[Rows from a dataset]
::::::::
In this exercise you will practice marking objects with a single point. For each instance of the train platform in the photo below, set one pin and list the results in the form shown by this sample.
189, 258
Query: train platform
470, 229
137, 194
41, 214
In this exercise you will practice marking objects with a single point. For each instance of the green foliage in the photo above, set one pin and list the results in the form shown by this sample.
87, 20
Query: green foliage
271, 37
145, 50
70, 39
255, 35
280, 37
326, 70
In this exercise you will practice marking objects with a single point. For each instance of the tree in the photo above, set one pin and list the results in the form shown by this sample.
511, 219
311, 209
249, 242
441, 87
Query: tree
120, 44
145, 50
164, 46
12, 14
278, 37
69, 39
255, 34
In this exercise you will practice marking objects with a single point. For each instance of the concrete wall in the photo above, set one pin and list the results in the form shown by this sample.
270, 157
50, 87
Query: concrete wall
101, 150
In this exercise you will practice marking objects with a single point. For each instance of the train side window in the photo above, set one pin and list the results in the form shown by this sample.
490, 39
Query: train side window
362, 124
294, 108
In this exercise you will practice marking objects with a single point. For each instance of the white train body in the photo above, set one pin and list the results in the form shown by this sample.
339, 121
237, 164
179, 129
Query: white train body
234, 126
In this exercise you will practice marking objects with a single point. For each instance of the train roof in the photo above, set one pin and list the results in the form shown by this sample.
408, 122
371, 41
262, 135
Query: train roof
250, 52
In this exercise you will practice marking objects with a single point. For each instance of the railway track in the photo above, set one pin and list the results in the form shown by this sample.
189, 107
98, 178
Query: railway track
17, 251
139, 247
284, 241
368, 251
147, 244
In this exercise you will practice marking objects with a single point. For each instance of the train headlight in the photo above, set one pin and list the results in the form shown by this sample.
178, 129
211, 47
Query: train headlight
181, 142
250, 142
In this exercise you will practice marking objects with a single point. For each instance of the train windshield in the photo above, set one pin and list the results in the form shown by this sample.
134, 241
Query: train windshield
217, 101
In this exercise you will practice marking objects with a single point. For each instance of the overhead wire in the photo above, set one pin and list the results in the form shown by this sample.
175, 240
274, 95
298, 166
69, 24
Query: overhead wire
::::::::
▸ **Short task**
Only the lines from the one that contains "the train roof" through the last line should be repeated, each exactly as it stands, with both ends included.

▸ **Result of the task**
In this exercise you will practice marking objects with a single point. For each instance of the train roof in the photo above, set one pin and list the results in the form shown by this sample.
408, 122
371, 41
262, 135
Query: train roof
250, 52
In this exercise you will practice marking objects with a single point. For each instance of the railway track in the photo above, set one pin and list the results in the form shown by this sample.
189, 107
98, 178
Query: railway track
17, 251
139, 247
284, 241
368, 251
147, 244
In this exercise you will practice marking objects with a single point. For each instance of the train headlight in the photo above, set one pin and list the results in the form shown by this sample.
178, 129
211, 47
Query: train headlight
181, 142
250, 142
In this exercise you will practice marking objects with a single point. For each instance of the train windshield in the photo above, set one pin and list the results in the form shown by this sample.
134, 241
Query: train windshield
217, 101
In this exercise you will practice marking objects with a single point. For each instance of the overhead wire in the photo above, set one pin and list the results in the form shown by this sample.
175, 240
274, 95
298, 166
69, 24
Query: overhead wire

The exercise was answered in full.